## EXERCISE PROMPT
Transcribe all the records with complete accuracy.

------ ITEMS ------

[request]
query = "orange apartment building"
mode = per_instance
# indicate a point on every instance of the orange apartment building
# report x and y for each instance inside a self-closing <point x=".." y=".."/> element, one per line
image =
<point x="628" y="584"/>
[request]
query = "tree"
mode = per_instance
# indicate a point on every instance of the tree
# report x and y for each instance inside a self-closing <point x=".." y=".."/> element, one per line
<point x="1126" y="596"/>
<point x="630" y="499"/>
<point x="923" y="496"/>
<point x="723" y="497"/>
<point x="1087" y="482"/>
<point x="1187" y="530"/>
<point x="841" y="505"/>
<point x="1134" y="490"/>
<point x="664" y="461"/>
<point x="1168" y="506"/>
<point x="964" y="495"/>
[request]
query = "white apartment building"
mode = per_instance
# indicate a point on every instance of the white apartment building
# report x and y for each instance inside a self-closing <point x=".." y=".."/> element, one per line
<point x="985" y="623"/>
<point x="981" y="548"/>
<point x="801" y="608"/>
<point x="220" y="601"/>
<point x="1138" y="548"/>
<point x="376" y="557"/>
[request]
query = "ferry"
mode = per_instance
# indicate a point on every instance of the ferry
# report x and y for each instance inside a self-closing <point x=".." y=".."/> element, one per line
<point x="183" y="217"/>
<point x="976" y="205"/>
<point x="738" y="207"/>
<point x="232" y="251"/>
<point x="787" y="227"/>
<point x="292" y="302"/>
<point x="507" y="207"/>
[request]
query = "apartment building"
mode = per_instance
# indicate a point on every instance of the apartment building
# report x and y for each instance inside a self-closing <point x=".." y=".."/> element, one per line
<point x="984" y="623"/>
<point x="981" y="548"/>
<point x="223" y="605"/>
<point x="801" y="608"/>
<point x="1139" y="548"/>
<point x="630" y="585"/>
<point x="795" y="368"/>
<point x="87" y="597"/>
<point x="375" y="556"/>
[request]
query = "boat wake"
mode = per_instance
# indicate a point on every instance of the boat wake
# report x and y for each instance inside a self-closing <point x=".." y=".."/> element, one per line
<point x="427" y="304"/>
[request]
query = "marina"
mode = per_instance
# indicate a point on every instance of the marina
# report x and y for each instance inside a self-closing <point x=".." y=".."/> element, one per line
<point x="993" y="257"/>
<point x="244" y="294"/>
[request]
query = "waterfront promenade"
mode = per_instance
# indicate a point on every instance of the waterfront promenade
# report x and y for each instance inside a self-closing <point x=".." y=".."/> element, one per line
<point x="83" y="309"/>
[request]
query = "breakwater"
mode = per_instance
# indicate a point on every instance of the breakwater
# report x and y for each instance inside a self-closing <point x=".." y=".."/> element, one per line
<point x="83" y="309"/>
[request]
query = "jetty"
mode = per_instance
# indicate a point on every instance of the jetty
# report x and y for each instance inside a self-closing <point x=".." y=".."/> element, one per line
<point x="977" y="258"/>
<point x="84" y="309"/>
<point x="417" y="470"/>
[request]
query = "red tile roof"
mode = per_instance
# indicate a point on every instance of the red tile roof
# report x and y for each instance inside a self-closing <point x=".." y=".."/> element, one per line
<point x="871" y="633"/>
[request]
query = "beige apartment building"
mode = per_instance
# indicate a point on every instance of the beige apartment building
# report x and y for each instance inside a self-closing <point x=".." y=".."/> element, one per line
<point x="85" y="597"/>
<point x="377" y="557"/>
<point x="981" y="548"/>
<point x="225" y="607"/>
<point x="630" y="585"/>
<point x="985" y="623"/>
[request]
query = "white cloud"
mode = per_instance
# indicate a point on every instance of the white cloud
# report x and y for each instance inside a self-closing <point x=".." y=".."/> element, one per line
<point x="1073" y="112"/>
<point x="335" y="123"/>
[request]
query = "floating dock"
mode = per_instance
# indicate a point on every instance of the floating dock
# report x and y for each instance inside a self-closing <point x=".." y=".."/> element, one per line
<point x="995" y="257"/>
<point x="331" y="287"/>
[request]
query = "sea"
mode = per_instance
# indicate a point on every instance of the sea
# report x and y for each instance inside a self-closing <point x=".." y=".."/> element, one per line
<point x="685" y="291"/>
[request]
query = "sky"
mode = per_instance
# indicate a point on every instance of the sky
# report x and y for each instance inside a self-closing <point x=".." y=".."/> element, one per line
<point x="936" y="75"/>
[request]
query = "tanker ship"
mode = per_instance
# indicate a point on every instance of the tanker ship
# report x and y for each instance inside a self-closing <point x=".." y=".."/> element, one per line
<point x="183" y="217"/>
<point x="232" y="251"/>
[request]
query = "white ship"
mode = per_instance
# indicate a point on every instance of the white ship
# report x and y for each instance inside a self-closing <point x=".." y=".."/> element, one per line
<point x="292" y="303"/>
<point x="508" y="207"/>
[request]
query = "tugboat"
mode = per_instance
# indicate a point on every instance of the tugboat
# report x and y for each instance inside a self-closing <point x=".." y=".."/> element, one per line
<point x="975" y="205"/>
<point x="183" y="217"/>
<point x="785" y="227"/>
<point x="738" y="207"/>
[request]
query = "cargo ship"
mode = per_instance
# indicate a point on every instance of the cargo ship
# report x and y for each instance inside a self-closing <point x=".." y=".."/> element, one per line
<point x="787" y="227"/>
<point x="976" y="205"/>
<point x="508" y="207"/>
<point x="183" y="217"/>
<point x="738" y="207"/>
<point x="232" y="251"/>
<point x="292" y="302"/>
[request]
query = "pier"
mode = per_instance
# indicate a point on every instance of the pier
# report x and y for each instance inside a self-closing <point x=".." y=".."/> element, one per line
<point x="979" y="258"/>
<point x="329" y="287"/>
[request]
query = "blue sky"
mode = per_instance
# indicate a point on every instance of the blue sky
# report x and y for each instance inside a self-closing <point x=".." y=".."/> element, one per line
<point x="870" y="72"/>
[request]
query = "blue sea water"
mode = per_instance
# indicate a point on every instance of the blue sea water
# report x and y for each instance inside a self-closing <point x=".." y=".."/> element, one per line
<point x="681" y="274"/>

------

## COMPLETE OUTPUT
[request]
query = "orange apartment building"
mode = per_instance
# indicate a point on every instance of the orange apartment building
# report x and y for each instance inside a self-closing <point x=".." y=".."/> element, one per line
image =
<point x="628" y="584"/>
[request]
query = "tree"
mode = per_instance
# indicate a point on every instance of the tree
# report x and y for each instance inside a self-closing <point x=".." y=".."/> element, one per line
<point x="1126" y="596"/>
<point x="630" y="499"/>
<point x="923" y="496"/>
<point x="723" y="497"/>
<point x="1087" y="482"/>
<point x="1187" y="530"/>
<point x="841" y="505"/>
<point x="1134" y="490"/>
<point x="664" y="461"/>
<point x="1168" y="506"/>
<point x="964" y="495"/>
[request]
query = "white apartment building"
mode = per_instance
# indicate a point on every instance of the white apartment building
# report x and y for each instance inside a self-closing <point x=".." y=".."/> element, one per line
<point x="985" y="623"/>
<point x="981" y="548"/>
<point x="801" y="608"/>
<point x="220" y="601"/>
<point x="1138" y="548"/>
<point x="376" y="557"/>
[request]
query = "ferry"
mode = per_instance
# indicate a point on every instance of the ferry
# report x and y for each instance inside a self-closing <point x=".." y=".."/> element, one per line
<point x="183" y="217"/>
<point x="976" y="205"/>
<point x="738" y="207"/>
<point x="232" y="251"/>
<point x="787" y="227"/>
<point x="292" y="302"/>
<point x="507" y="207"/>
[request]
query = "apartment building"
mode = per_instance
# indicate a point on every instance of the apartment building
# report x and y for each instance inside a self-closing <point x=".." y=".."/> element, one per line
<point x="984" y="623"/>
<point x="981" y="548"/>
<point x="223" y="605"/>
<point x="801" y="608"/>
<point x="1139" y="548"/>
<point x="630" y="585"/>
<point x="795" y="368"/>
<point x="87" y="597"/>
<point x="375" y="556"/>
[request]
query = "boat wake"
mode = per_instance
# indicate a point on every instance of the boat wake
# report x and y for each instance inside a self-closing <point x=".." y=".."/> element, one per line
<point x="427" y="304"/>
[request]
query = "marina"
mode = per_instance
# indicate a point on every instance of the marina
# report x and y for each instance inside a self-closing <point x=".." y=".."/> element, one per line
<point x="993" y="257"/>
<point x="244" y="294"/>
[request]
query = "waterfront promenade"
mode = per_instance
# indicate a point on every instance of the waterfront promenade
# report x and y for each instance inside a self-closing <point x=".." y=".."/> element, one per line
<point x="83" y="309"/>
[request]
query = "breakwater"
mode = per_instance
# indicate a point on every instance of the breakwater
# report x and y for each instance inside a self-closing <point x=".." y=".."/> element, one per line
<point x="83" y="309"/>
[request]
query = "jetty"
mode = per_instance
# indicate a point on every instance of the jetty
# report x and y for each instance inside a self-closing <point x=".." y=".."/> element, one per line
<point x="977" y="258"/>
<point x="84" y="309"/>
<point x="417" y="470"/>
[request]
query = "red tile roof"
mode = per_instance
# indicate a point on every instance of the red tile roof
# report x and y for each instance inside a self-closing <point x=".." y=".."/> element, one per line
<point x="871" y="633"/>
[request]
query = "beige apartment building"
mode = per_instance
# indicate a point on every instance of the beige apartment building
# report x and y for each instance inside a self-closing <point x=".." y=".."/> element, one per line
<point x="85" y="597"/>
<point x="377" y="557"/>
<point x="981" y="548"/>
<point x="225" y="607"/>
<point x="630" y="585"/>
<point x="985" y="623"/>
[request]
query = "white cloud"
mode = per_instance
# indicate a point on every instance of the white cloud
# report x and y for each instance inside a self-closing <point x=".." y=".."/> element, one per line
<point x="1073" y="112"/>
<point x="335" y="123"/>
[request]
query = "floating dock"
mode = per_instance
# indicate a point on every instance of the floating dock
# report x and y for each instance inside a self-closing <point x=".." y=".."/> element, one per line
<point x="995" y="257"/>
<point x="331" y="287"/>
[request]
query = "sea"
mode = per_instance
# indicate a point on every instance of the sea
# report x and y for each instance inside a self-closing <point x=".." y=".."/> element, one per line
<point x="685" y="291"/>
[request]
query = "sky"
mode = per_instance
# indicate a point on every instance of the sky
# report x and y for each instance inside a self-closing <point x=".." y=".."/> element, one per line
<point x="936" y="75"/>
[request]
query = "tanker ship"
mode = per_instance
# indicate a point on every instance of the tanker ship
# report x and y for each instance inside a self-closing <point x=".." y=".."/> element, one per line
<point x="183" y="217"/>
<point x="232" y="251"/>
[request]
query = "white ship"
mode = per_instance
# indicate a point on every instance of the white ship
# report x and y for each instance inside a self-closing <point x=".." y=".."/> element, one per line
<point x="292" y="303"/>
<point x="508" y="207"/>
[request]
query = "tugboat"
mode = per_instance
# indicate a point on every instance of the tugboat
# report x and y for each instance inside a self-closing <point x=".." y=".."/> element, one per line
<point x="975" y="205"/>
<point x="183" y="217"/>
<point x="785" y="227"/>
<point x="738" y="207"/>
[request]
query = "cargo ship"
mode = per_instance
# indicate a point on every instance of the cargo ship
# report x and y for each instance inside a self-closing <point x=".." y=".."/> element, one per line
<point x="787" y="227"/>
<point x="976" y="205"/>
<point x="508" y="207"/>
<point x="183" y="217"/>
<point x="738" y="207"/>
<point x="232" y="251"/>
<point x="292" y="302"/>
[request]
query = "pier"
mode = per_instance
# indicate a point on every instance of the pier
# report x and y for each instance inside a self-closing <point x=".." y=".."/> element, one per line
<point x="979" y="258"/>
<point x="329" y="287"/>
[request]
query = "blue sky"
mode = per_instance
# indicate a point on every instance of the blue sky
# report x and y for each instance inside a self-closing <point x=".." y=".."/> element, one per line
<point x="870" y="72"/>
[request]
query = "blue sea water"
mode = per_instance
# indicate a point on every instance of the blue sea water
# report x and y for each instance inside a self-closing <point x=".." y=".."/> element, one per line
<point x="681" y="274"/>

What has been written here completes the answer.